____ Supplied data
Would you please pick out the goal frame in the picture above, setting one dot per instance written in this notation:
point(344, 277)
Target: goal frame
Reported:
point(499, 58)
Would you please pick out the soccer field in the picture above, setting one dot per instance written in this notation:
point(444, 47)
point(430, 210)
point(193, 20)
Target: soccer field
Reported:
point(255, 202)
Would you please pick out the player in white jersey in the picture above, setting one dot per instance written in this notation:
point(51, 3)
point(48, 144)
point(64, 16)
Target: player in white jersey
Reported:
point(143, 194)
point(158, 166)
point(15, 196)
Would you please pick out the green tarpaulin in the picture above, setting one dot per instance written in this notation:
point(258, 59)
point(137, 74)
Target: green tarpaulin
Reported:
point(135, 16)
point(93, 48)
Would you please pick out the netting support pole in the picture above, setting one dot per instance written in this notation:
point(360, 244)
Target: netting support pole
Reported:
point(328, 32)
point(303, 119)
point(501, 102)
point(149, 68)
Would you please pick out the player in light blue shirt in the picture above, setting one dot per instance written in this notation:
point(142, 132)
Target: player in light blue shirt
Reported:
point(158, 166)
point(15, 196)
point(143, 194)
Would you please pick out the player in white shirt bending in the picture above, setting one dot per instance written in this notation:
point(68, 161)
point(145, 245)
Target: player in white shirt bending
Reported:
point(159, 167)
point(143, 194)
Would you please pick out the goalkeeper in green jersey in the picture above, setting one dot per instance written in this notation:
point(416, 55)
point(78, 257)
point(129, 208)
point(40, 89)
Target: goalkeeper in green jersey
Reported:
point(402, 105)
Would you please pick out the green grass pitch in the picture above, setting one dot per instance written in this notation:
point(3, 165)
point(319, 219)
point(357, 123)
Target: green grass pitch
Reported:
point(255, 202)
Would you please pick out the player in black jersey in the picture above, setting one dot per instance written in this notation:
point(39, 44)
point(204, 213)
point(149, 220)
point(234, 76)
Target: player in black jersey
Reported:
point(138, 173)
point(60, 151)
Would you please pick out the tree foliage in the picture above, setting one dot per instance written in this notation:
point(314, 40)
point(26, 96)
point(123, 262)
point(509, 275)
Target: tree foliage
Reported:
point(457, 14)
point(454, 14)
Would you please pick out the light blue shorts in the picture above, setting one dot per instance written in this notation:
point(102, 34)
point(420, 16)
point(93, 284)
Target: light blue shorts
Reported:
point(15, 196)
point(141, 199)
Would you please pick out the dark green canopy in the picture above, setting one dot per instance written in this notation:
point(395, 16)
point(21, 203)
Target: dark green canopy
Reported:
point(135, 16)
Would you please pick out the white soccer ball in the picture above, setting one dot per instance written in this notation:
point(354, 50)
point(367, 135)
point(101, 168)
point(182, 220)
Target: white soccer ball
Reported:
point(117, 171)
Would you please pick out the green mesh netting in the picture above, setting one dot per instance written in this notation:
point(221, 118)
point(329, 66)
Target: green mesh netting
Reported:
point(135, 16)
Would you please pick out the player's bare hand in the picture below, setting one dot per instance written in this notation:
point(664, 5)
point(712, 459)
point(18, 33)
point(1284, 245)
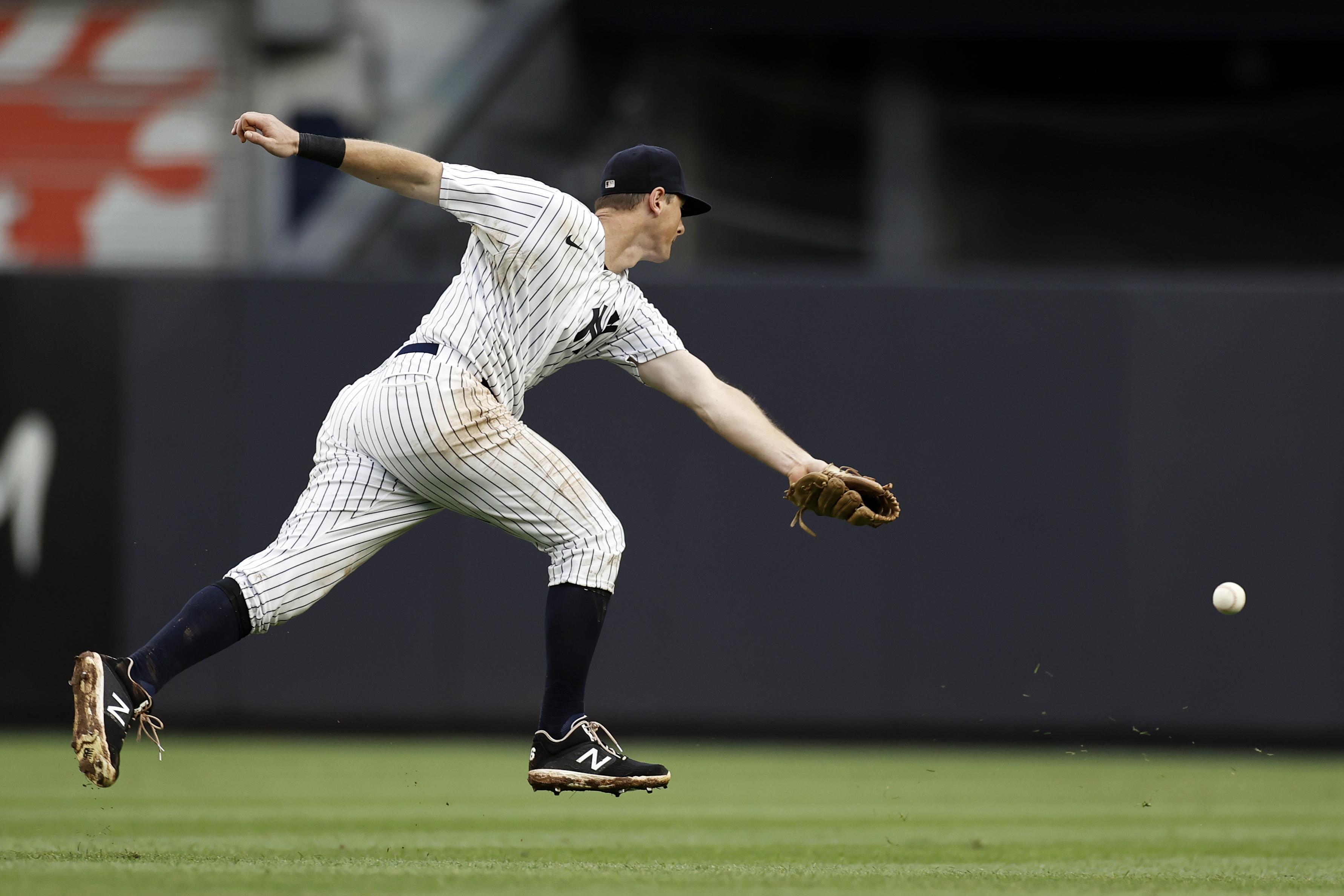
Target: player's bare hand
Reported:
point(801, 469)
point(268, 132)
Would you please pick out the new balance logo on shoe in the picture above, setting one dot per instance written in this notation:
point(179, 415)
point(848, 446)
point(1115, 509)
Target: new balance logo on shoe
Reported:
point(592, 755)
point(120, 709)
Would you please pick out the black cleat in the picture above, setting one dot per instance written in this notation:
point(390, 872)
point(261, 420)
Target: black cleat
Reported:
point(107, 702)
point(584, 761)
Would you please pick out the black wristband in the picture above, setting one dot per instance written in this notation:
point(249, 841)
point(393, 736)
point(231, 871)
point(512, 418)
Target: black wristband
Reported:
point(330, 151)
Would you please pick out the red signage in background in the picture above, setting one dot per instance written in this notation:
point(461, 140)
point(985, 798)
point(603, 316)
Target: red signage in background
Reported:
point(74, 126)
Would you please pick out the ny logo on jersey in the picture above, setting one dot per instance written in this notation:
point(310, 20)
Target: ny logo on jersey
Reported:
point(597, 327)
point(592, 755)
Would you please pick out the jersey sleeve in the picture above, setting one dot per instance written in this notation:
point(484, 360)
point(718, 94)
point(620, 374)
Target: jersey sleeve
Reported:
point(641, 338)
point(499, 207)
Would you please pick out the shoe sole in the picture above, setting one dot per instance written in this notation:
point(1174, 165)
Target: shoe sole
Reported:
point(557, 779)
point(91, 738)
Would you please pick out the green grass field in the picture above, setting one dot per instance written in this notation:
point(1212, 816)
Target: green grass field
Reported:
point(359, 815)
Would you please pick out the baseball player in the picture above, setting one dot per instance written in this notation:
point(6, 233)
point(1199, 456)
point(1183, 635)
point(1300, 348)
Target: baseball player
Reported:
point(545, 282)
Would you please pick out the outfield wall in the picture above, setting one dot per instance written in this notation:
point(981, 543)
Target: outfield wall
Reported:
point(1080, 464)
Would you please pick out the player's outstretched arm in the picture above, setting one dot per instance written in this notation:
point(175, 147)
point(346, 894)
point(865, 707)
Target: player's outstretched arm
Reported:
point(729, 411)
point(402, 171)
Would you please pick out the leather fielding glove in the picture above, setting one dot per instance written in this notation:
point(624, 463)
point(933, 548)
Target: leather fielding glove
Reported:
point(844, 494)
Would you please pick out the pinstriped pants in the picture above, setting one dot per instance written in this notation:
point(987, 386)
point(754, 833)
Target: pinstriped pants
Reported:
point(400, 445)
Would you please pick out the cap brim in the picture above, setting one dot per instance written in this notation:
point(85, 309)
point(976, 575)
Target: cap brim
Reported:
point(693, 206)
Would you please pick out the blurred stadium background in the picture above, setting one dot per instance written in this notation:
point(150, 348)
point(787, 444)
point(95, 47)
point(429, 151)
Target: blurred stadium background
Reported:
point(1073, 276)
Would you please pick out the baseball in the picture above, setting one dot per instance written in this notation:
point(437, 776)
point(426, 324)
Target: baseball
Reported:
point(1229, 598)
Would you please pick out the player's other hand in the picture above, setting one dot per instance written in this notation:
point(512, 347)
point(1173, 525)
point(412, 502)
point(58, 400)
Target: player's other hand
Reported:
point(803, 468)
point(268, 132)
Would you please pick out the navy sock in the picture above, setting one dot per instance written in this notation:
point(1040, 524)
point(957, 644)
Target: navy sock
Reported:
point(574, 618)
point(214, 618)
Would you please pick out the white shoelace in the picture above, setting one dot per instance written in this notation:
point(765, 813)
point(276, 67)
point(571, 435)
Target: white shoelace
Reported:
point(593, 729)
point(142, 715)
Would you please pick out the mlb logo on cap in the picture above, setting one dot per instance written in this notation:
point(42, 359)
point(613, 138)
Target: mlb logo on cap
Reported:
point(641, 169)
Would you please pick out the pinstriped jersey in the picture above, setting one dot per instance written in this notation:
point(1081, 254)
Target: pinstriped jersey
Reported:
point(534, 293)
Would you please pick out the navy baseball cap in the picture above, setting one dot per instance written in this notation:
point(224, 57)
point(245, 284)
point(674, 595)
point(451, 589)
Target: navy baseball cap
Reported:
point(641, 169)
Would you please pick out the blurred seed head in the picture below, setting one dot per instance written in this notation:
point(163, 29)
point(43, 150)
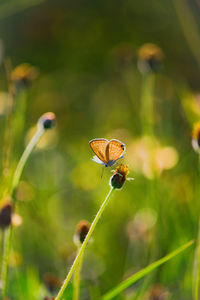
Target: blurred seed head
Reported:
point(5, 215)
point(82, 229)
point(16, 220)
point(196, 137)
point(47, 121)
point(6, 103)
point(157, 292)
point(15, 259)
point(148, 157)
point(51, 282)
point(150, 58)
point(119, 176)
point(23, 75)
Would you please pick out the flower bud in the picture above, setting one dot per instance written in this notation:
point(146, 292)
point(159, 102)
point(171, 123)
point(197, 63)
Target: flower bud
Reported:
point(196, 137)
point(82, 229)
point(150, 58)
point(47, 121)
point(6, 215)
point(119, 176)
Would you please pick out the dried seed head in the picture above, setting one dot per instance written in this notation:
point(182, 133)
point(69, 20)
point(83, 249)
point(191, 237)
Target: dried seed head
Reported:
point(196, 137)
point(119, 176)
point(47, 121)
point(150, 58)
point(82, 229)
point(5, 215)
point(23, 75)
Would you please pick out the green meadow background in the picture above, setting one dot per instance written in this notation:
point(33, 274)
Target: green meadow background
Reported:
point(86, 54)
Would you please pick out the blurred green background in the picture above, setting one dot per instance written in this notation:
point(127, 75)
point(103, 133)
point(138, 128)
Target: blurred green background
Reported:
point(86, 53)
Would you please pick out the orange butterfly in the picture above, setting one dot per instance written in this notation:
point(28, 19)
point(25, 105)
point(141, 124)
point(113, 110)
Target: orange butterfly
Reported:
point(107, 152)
________
____ Supplied data
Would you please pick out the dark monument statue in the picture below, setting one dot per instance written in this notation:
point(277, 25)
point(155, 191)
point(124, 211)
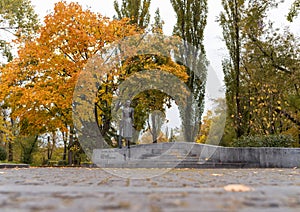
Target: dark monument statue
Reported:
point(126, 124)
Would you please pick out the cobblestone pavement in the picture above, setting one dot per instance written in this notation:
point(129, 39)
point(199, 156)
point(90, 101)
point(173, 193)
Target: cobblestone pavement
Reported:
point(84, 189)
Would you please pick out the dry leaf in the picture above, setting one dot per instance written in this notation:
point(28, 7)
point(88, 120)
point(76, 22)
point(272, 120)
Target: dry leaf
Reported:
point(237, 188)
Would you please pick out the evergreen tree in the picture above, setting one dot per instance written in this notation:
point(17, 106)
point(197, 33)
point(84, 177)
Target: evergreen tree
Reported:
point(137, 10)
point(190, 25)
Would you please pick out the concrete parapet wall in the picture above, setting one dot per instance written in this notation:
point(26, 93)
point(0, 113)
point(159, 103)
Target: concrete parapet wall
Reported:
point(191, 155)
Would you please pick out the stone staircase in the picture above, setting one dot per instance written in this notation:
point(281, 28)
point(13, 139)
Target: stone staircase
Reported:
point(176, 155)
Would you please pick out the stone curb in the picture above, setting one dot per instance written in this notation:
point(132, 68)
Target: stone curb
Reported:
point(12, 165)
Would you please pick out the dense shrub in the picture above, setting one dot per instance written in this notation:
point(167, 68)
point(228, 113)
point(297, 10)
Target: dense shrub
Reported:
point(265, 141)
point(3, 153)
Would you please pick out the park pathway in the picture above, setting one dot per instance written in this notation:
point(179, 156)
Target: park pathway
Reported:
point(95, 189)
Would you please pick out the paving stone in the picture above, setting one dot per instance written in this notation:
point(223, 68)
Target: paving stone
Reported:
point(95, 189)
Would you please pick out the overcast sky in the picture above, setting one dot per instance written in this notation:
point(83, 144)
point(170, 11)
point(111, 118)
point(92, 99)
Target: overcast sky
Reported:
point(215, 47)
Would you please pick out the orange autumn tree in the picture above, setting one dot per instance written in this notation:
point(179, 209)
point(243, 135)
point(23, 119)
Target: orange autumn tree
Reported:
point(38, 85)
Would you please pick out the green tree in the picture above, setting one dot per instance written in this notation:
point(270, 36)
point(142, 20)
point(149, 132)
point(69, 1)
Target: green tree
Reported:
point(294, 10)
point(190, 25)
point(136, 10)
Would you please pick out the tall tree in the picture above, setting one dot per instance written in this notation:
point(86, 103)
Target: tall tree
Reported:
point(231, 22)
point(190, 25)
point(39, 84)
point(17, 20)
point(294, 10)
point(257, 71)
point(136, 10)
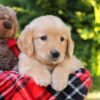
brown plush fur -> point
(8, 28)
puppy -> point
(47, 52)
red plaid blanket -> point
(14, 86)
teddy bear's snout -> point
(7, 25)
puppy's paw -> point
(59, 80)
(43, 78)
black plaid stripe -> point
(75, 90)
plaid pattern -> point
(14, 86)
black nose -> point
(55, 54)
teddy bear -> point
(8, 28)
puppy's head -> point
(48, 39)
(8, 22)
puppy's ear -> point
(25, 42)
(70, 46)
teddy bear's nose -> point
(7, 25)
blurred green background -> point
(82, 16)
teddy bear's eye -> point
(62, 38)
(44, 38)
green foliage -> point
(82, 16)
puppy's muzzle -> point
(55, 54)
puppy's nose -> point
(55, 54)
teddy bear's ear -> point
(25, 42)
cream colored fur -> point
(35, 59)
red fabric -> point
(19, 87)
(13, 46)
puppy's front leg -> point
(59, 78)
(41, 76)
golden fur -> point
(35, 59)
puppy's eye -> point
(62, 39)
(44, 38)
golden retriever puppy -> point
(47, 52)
________
Out of the data above, transcribe exactly and only the lines starting with the line that has "point(981, 543)" and going on through the line that has "point(933, 548)", both included.

point(981, 543)
Target: outfield wall
Reported:
point(1080, 464)
Would you please pick out the player's outstretched arm in the picture above, setting one dot per instance written in this notation:
point(175, 147)
point(346, 894)
point(865, 707)
Target: player's outstretched arm
Reported:
point(729, 411)
point(402, 171)
Would you please pick out the leather fielding glove in the picture above, setting one dot per instance written in this notation:
point(624, 463)
point(933, 548)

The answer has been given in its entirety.